** BEGIN **

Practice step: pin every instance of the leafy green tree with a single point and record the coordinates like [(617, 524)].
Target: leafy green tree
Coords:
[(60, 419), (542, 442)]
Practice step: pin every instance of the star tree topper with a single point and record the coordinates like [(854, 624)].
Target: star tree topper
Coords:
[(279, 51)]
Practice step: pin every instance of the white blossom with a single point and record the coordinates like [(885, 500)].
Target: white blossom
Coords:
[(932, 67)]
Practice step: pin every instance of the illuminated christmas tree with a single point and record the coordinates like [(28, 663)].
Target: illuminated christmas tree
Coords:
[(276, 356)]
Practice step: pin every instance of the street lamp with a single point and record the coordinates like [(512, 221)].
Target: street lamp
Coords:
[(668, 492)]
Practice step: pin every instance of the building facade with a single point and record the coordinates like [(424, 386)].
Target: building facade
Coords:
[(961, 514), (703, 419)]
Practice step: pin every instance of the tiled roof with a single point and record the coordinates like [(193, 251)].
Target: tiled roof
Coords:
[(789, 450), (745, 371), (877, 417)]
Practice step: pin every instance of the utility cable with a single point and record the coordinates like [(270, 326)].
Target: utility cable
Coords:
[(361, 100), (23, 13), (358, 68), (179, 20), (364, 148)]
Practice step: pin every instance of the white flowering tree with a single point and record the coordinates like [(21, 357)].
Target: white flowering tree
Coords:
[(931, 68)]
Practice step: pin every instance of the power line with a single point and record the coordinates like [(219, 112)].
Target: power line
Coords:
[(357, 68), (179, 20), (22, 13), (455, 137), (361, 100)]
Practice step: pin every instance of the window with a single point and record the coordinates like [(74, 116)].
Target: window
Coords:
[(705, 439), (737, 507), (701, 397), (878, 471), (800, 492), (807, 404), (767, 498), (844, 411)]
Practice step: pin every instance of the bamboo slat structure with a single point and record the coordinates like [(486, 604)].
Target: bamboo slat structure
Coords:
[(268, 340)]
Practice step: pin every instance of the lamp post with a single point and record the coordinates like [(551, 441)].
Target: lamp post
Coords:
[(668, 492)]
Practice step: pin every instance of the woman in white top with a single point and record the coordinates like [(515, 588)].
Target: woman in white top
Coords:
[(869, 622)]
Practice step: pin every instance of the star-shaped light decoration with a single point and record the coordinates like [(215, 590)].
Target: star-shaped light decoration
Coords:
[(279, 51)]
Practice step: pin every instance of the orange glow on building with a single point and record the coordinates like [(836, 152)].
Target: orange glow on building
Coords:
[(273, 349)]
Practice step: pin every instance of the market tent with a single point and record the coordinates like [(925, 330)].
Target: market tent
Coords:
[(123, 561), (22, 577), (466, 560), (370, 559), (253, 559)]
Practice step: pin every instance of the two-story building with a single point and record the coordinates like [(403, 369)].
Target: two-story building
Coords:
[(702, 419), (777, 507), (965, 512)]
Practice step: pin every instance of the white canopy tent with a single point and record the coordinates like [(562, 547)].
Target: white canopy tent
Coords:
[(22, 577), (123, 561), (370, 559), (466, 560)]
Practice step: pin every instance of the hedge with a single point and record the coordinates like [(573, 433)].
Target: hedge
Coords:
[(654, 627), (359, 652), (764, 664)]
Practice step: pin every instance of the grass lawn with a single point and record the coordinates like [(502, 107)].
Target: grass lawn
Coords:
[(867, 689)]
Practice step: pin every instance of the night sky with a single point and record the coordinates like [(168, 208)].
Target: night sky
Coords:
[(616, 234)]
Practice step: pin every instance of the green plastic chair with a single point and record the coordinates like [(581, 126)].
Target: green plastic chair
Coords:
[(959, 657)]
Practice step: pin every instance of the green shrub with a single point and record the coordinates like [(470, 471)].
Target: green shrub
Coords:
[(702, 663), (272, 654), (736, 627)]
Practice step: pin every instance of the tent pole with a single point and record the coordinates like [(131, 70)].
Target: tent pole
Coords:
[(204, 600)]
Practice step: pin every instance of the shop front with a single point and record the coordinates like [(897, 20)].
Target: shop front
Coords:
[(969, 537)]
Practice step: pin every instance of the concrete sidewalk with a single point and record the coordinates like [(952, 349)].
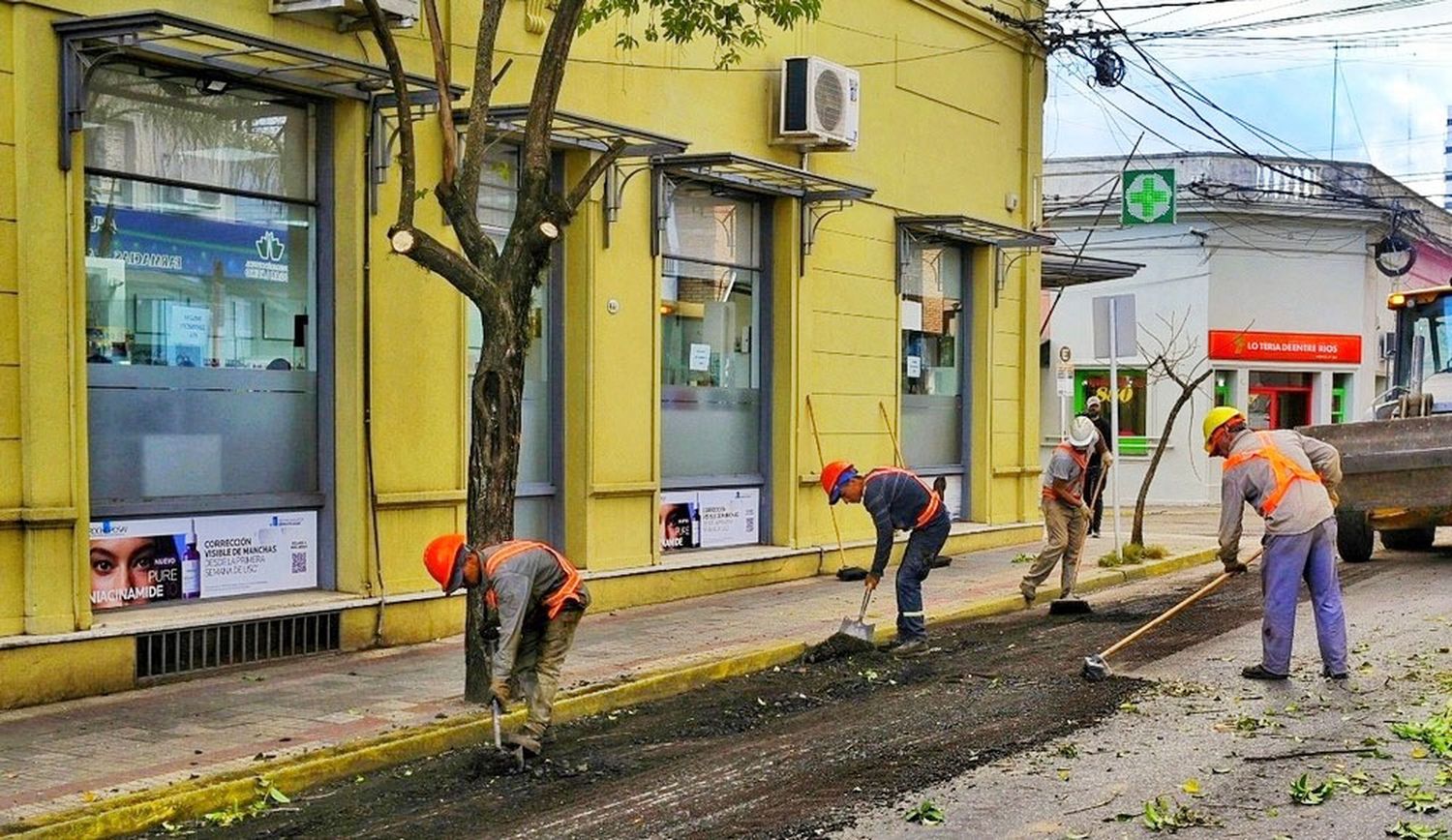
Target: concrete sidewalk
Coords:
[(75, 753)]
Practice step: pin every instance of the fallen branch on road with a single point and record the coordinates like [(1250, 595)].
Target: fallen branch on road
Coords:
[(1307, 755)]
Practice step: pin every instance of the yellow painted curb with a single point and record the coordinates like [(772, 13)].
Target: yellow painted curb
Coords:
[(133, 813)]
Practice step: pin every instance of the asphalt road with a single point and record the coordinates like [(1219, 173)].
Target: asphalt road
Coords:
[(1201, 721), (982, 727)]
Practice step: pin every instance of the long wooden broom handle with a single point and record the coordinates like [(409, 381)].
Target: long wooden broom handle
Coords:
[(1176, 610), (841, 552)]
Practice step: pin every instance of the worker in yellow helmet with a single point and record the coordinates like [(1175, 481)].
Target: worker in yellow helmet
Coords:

** END **

◆ **Task**
Rewrite every line of the items in the stretch from the line containing "Practice step: pin every instance of the white canopy" through the line containing "[(22, 577), (123, 561), (370, 559), (466, 560)]", adding 98 to each number in the answer coordinates. Keep all other numbers as they are, including the sample coordinates in the instructions.

◆ **The response**
Practice step: pin every instance of the white canopy tent with a single point and record the coordinates like [(562, 547)].
Target: white canopy tent
Coords:
[(120, 675), (221, 659), (468, 657), (564, 658)]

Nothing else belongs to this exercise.